# Input:
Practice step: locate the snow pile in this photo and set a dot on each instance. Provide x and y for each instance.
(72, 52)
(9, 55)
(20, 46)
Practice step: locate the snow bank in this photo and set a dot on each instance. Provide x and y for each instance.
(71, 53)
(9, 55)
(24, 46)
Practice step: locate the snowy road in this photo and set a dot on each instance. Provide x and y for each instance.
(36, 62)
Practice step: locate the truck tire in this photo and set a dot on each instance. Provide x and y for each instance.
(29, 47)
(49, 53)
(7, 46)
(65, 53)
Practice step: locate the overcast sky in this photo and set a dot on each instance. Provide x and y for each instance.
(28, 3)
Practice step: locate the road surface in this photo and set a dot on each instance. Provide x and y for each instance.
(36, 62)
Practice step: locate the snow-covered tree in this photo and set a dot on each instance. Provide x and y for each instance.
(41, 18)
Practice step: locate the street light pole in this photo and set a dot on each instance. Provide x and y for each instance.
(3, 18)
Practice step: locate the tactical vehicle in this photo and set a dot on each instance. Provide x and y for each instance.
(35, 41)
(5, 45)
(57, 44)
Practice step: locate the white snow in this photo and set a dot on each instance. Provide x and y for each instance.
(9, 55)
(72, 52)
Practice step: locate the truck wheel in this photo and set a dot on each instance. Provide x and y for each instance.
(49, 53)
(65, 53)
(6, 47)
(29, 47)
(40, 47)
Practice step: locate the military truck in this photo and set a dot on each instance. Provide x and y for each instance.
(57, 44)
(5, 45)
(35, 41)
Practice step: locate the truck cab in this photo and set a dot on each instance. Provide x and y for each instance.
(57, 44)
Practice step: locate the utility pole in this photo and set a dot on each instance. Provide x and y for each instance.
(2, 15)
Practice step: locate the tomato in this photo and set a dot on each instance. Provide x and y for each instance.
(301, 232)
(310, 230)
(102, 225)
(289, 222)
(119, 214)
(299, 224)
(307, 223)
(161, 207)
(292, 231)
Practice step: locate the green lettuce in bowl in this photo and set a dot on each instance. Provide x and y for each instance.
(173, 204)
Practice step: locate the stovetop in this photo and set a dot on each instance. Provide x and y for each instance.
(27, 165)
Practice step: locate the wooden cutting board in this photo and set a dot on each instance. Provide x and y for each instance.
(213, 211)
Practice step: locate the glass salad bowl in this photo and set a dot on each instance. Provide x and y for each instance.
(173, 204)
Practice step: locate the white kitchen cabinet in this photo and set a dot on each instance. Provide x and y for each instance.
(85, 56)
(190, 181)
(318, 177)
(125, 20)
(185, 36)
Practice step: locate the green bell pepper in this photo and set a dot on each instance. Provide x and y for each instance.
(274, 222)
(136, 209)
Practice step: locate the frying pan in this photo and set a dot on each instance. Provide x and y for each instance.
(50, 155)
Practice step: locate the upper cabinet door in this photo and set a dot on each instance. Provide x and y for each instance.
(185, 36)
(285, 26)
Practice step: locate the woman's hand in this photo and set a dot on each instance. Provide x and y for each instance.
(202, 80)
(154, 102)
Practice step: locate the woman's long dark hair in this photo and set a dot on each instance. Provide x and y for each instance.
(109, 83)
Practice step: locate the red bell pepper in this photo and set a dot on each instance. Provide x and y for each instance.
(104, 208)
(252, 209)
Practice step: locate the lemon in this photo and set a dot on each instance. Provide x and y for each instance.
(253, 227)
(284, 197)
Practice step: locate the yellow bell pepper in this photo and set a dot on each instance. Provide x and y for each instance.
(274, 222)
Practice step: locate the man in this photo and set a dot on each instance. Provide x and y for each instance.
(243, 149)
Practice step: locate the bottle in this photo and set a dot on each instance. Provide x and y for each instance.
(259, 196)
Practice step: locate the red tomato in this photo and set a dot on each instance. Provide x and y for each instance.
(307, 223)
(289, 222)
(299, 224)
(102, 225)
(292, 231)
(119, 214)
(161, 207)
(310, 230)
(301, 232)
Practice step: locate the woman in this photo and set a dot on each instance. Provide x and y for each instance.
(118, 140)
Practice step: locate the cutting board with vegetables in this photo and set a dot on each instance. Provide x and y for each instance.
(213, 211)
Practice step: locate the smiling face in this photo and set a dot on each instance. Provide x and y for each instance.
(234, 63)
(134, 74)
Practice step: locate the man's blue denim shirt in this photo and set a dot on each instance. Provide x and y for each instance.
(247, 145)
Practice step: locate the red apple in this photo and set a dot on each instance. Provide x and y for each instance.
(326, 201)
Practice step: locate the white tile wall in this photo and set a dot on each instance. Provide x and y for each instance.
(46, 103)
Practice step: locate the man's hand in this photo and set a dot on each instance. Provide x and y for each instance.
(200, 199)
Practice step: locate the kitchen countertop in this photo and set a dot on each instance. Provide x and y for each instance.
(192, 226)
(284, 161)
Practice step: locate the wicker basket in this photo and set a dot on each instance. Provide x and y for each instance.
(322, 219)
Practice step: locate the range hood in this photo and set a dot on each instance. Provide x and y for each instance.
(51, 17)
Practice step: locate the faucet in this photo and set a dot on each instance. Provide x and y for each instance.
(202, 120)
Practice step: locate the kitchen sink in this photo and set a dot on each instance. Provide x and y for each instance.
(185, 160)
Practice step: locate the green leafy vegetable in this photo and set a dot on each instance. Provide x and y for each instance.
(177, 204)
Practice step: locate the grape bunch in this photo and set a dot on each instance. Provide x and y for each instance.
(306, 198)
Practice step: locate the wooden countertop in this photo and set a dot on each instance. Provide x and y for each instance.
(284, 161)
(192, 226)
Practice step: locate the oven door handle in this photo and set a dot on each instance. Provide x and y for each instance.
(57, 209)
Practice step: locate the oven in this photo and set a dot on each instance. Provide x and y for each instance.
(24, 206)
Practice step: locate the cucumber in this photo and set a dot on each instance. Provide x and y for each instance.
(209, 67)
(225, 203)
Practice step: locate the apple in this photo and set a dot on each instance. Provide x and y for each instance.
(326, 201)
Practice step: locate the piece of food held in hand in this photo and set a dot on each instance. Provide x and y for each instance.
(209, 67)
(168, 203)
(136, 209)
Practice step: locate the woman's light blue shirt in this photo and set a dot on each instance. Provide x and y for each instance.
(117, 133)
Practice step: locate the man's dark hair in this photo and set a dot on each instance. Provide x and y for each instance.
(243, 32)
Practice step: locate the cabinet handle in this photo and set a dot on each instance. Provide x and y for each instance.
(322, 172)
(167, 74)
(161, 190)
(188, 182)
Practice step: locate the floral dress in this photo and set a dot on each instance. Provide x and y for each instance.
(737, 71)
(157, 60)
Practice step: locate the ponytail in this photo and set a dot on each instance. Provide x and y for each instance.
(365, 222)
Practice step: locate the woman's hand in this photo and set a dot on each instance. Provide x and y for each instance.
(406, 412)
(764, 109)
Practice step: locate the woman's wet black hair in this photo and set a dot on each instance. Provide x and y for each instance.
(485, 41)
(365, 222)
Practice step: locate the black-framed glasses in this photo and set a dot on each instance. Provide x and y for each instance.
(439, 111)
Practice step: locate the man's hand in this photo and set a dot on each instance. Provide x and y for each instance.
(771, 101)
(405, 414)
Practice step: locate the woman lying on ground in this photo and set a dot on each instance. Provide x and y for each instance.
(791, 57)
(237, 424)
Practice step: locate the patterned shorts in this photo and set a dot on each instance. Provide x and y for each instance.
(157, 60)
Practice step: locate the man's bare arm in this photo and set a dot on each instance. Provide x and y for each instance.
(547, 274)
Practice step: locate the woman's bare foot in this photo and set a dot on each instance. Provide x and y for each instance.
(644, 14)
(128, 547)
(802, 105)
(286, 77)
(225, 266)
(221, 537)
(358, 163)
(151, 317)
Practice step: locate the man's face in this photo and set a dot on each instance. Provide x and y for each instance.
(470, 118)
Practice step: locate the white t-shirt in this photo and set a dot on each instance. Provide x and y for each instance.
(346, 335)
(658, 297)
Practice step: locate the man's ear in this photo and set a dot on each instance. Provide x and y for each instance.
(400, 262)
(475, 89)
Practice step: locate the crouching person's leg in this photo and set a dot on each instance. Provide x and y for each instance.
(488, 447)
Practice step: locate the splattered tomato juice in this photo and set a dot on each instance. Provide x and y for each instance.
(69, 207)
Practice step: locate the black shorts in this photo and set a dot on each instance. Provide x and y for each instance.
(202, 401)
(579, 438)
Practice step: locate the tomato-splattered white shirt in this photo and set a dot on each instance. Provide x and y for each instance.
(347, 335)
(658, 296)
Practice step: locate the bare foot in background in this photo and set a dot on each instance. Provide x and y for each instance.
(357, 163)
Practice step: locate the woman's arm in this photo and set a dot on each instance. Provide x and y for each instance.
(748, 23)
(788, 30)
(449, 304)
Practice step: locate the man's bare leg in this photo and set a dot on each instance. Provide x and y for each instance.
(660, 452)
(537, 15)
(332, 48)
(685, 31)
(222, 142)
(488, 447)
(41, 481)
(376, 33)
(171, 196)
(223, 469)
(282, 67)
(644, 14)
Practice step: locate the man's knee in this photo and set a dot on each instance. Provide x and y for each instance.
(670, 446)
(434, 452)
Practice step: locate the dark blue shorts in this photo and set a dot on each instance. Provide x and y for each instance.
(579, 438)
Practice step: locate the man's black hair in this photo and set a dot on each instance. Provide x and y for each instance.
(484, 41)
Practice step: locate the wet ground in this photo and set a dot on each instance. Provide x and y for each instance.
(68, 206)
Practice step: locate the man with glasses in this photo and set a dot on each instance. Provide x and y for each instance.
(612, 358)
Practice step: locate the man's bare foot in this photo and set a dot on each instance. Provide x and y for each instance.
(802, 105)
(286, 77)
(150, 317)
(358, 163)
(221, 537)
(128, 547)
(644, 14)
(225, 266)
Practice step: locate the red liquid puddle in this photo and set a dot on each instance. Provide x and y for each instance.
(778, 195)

# What you will do:
Copy out exactly the lines running from the line with "Practice step: locate the man with" to the end of the records, inclusive.

# Solution:
Practice step: locate the man with glasses in this photo and set a dot on each instance. Provide x and y for each instance.
(612, 358)
Practice step: locate the man's bare foot in this photo and set a dot on each instance. Provide x and y for each instance.
(802, 105)
(286, 77)
(150, 317)
(358, 163)
(221, 537)
(128, 547)
(644, 14)
(225, 266)
Practice step: locate the red liquid puddle in this photo and set a dot on each instance. Provide x and y for each instance.
(778, 195)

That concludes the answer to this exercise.